Exercise objective
Rewrite everything from the line containing "[detect] palm tree" down to the end of the entries, including the requests, and offset each bounding box coordinate in the answers by adding 138.

Some entries:
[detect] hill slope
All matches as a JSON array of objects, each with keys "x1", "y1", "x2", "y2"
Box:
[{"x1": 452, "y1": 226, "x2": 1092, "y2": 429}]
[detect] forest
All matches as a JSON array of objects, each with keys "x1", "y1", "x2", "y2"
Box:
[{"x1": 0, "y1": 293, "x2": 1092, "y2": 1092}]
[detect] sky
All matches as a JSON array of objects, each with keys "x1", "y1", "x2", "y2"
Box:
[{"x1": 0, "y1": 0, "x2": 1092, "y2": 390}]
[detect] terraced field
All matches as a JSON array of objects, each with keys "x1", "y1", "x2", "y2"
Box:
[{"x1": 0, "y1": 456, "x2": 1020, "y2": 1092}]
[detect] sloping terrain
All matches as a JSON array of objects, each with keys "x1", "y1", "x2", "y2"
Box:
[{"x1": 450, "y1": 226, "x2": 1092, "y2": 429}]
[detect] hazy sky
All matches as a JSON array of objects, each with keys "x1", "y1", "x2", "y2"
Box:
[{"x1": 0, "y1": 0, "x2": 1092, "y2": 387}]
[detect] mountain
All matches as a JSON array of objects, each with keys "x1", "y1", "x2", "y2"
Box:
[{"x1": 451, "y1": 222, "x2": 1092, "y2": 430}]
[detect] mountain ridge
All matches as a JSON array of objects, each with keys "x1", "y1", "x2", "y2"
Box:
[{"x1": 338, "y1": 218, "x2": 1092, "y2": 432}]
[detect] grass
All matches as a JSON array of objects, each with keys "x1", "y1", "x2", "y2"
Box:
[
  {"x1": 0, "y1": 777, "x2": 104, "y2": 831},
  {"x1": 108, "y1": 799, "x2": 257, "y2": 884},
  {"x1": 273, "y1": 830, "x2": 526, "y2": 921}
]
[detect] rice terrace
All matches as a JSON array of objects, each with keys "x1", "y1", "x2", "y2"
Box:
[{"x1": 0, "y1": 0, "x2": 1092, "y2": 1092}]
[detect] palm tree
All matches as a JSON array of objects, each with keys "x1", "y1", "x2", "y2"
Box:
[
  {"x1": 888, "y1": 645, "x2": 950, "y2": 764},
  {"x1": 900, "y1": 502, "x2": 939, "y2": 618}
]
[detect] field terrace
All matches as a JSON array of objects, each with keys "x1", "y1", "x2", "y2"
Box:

Full output
[detect] palm tree
All matches as a JSON array of objects, each with keys "x1", "y1", "x2", "y2"
Box:
[
  {"x1": 1026, "y1": 783, "x2": 1088, "y2": 902},
  {"x1": 1038, "y1": 640, "x2": 1077, "y2": 756}
]
[detect] field terrace
All matches as a JSON array of objects, each with keys "x1", "y1", "x2", "y2"
Box:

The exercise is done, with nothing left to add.